Quantcast

Back Into The Water

Back Into The Water

Article by ESPN.com
Written by: Tom Friend

“We know this is not an article about cycling, but it is just an amazing story that is so well written we wanted to bring it to your attention” We encourage you to click at the end of the partial story we have posted here and finish reading the rest of the story.

“Let us know if you like this kind of content and we post more”

OLANA BEACH, Calif. — Other than the helicopters and the lifeguards and the coroner, he had eight miles of beach to himself that morning. The posted signs said, “Get Back!” and “Enter At Your Own Risk!” and “Shark Warning!” but he rushed past all of them to his father’s reef.

As he knelt in the sand, the ocean spoke to him. He could hear his father’s low, soothing voice, which made him break down and weep, and he spoke back: I’m coming in. I’m coming in the water to see you. The shark’s not going to win.

So that’s how it happened. That’s how a man decided to surf and swim at a reef that was off-limits, at a reef where his father, only 24 hours earlier, had lost his legs and his life.

[Dataset rows]
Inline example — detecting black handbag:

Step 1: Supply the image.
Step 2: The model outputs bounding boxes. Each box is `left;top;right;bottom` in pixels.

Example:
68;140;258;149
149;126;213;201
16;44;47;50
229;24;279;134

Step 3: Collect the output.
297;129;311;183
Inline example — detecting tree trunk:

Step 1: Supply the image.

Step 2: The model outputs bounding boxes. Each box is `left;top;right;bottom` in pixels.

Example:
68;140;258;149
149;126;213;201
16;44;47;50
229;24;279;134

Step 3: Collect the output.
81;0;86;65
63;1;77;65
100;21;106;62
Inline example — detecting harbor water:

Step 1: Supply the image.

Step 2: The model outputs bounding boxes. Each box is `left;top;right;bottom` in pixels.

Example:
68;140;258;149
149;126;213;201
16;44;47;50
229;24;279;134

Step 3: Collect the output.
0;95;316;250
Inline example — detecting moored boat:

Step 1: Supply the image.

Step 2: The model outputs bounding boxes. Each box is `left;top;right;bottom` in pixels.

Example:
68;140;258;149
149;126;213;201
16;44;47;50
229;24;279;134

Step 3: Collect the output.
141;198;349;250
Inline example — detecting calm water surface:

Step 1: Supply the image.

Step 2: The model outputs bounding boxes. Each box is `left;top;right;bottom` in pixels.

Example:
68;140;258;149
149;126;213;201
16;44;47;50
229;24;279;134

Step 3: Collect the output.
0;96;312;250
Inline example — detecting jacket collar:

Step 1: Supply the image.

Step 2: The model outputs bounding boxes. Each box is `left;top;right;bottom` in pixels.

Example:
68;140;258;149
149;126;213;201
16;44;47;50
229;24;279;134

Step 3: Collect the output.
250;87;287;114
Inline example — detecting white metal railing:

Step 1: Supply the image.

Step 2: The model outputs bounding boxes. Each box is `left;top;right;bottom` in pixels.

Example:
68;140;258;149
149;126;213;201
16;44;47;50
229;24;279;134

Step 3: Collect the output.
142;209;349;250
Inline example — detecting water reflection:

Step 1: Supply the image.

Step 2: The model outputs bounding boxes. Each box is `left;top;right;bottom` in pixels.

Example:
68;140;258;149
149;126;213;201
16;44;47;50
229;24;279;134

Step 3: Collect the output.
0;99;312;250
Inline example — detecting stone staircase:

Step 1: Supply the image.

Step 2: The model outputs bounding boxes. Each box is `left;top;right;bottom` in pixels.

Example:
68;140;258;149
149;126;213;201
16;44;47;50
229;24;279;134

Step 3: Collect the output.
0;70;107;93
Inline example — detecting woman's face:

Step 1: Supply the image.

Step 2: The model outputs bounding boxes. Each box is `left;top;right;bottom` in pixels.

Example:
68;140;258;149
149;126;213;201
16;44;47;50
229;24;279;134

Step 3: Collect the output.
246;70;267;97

§ **WHAT YOU WILL DO**
a – Condense the paragraph of the Back Into The Water article that begins "As he knelt in the sand" into one shorter sentence that keeps its main facts.
b – Answer these questions using the Back Into The Water article:
(i) Who is named as the writer of the article?
(ii) How many miles of beach did he have to himself that morning?
(iii) How long before his visit had his father lost his legs and his life at the reef?

§ **THE RESPONSES**
a – Kneeling in the sand, he heard the ocean speak in his father's low, soothing voice, broke down weeping, and answered that he was coming into the water to see his father and that the shark would not win.

b –
(i) Tom Friend
(ii) Eight miles
(iii) Only 24 hours earlier